→ **PROBLEM TO SOLVE**:
Each entry must be given again exactly as it appears, with images excluded.

→ **DATA**:
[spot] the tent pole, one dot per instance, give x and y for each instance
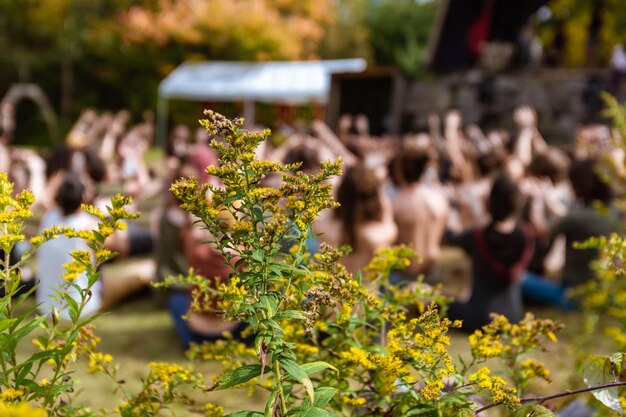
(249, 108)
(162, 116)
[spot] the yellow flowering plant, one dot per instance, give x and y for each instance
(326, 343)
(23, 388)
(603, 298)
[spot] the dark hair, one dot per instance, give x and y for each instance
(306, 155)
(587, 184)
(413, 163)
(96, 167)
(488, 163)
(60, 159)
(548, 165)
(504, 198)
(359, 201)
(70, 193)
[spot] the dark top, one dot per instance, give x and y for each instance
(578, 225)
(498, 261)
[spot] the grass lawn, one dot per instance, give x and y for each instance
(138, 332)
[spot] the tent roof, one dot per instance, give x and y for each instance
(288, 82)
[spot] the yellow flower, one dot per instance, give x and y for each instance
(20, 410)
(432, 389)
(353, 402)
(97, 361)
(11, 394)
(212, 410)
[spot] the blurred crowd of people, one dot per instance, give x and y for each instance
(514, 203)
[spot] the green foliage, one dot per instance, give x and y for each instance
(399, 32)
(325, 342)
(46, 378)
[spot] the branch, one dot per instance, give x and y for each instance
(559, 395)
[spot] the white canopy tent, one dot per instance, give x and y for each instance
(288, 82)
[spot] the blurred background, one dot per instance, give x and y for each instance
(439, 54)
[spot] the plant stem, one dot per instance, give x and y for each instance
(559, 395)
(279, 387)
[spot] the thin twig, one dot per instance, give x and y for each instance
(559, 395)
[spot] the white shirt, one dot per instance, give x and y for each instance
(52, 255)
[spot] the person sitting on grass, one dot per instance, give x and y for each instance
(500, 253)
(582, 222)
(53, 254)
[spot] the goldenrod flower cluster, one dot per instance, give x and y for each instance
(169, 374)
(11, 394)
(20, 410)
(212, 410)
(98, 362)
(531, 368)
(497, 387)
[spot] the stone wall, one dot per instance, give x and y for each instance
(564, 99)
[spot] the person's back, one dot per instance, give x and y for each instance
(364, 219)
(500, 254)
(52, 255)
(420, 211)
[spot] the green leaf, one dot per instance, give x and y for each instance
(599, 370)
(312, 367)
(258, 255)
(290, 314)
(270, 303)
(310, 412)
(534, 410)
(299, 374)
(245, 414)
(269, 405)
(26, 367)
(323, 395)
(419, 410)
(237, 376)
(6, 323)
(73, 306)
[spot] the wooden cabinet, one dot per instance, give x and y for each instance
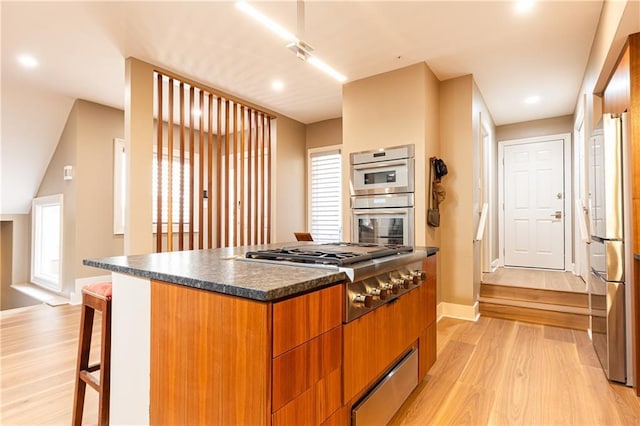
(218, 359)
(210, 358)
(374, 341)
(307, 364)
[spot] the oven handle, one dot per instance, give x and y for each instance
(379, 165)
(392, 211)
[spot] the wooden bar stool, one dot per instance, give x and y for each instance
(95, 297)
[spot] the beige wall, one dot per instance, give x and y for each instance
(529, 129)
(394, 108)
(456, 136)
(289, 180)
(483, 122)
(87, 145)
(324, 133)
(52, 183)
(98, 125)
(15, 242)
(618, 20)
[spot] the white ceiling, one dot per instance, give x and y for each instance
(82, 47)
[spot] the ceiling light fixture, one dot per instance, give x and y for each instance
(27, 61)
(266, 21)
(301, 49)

→ **RESULT**:
[spot] the tent pole, one dot per instance, give x and y for each instance
(249, 108)
(162, 116)
[spot] the yellow flowering plant, one dot per instance, give x and y for each instance
(326, 343)
(23, 388)
(603, 298)
[spot] the dark hair, one dot per instance, give x and y for each instance
(306, 155)
(587, 184)
(413, 163)
(96, 167)
(488, 163)
(60, 159)
(548, 165)
(504, 198)
(359, 201)
(70, 193)
[spot] the dark top, one dot per instance, give x and y for each instance
(578, 225)
(498, 261)
[spot] the grass lawn, one dot per instance, give x and y for each instance
(138, 332)
[spot] the tent roof, one dot per instance, give x and y for each instance
(288, 82)
[spot] the yellow flower, one dot per instance, give x and y for each instance
(20, 410)
(432, 389)
(353, 402)
(97, 361)
(11, 394)
(212, 410)
[spot] the blurred crowd of people, one dot per instance, give x and y for each instance
(514, 203)
[spot] the green foliage, one dot per instance, give x and y for each instance
(399, 32)
(325, 342)
(46, 378)
[spot] the branch, one dot per instance, give x and y for each instance
(559, 395)
[spot] the white canopy tent, one dot per instance, give x and y for each instance
(288, 82)
[spot] the blurred background, one dot per instance, give x and y for each instance
(439, 54)
[spot] the plant stem, one dot per instance, give x and y for each instance
(559, 395)
(279, 387)
[spot] the thin twig, one dot per instance, give x and y for each instance
(559, 395)
[spot] the white shirt, one dot per instance, give x and y for each instance
(52, 255)
[spot] the person sitting on grass, one dot per instance, give x and y for each instance
(500, 253)
(582, 222)
(53, 254)
[spot] the goldenrod flower cluster, one dot per instance, give x and y for each instance
(169, 374)
(11, 394)
(20, 410)
(212, 410)
(98, 362)
(531, 368)
(497, 387)
[spot] the stone wall, one dot per instance, give x and y for each instance
(564, 99)
[spot] the person's back, one dot per instance, give x and y for each instance
(364, 219)
(500, 254)
(52, 255)
(420, 211)
[spot] the green leaf, one dot per instance, give x and y for each instance
(599, 370)
(312, 367)
(258, 255)
(290, 314)
(270, 303)
(310, 412)
(534, 410)
(299, 374)
(245, 414)
(269, 405)
(26, 367)
(323, 395)
(419, 410)
(237, 376)
(6, 323)
(73, 306)
[spot] the wooden cabinet, one dot per instance, give x and y for each instance
(218, 359)
(210, 358)
(374, 341)
(307, 364)
[spot] the oven handle, one dot per instance, give x and y for each instance
(379, 165)
(392, 211)
[spot] the wooden bar stool, one dot per instance, give x and y for each instance
(95, 297)
[spot] the beige wall, one dot per instance, give x and y for each instance
(529, 129)
(394, 108)
(456, 136)
(289, 180)
(483, 122)
(87, 145)
(324, 133)
(52, 183)
(98, 125)
(15, 242)
(618, 20)
[spot] the white ceiling, one dot per instance, give x and y for each instance
(82, 47)
[spot] the ceiling light fixture, one dot per instance, give x and y for each instance
(27, 61)
(266, 21)
(301, 49)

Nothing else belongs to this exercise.